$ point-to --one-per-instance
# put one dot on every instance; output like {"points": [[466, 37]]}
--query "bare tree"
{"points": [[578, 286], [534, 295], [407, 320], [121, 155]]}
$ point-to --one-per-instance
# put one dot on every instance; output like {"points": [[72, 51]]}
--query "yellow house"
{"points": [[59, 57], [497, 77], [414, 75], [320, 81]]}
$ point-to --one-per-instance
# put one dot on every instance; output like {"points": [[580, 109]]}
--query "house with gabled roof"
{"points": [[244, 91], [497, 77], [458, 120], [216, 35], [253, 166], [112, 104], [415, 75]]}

==

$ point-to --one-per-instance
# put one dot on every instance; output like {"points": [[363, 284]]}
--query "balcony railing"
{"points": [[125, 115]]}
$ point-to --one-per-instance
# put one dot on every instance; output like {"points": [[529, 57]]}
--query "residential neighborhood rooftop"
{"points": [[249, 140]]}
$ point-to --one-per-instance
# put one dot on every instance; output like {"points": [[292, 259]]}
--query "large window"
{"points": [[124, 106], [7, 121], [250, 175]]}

● TASK TO CARRY OUT
Count the lines in the material above that contain the string "like", matching case exactly. Reply with the number alone.

● CORRECT RESULT
6